PROBLEM REQUIREMENTS: State how many lines of the material below contain the string "xmax", treating uppercase and lowercase as different. Reply with the number alone.

━━━━━━━━━━━━━━━━━━━━━━━━━━━━━━

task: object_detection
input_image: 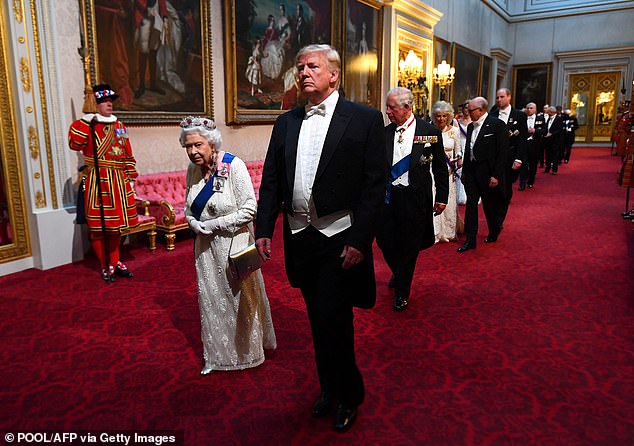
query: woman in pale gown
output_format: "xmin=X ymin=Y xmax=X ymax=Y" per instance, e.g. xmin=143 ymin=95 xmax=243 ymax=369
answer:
xmin=431 ymin=101 xmax=462 ymax=242
xmin=180 ymin=117 xmax=276 ymax=375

━━━━━━━━━━━━━━━━━━━━━━━━━━━━━━

REPLY TO THE TASK: 3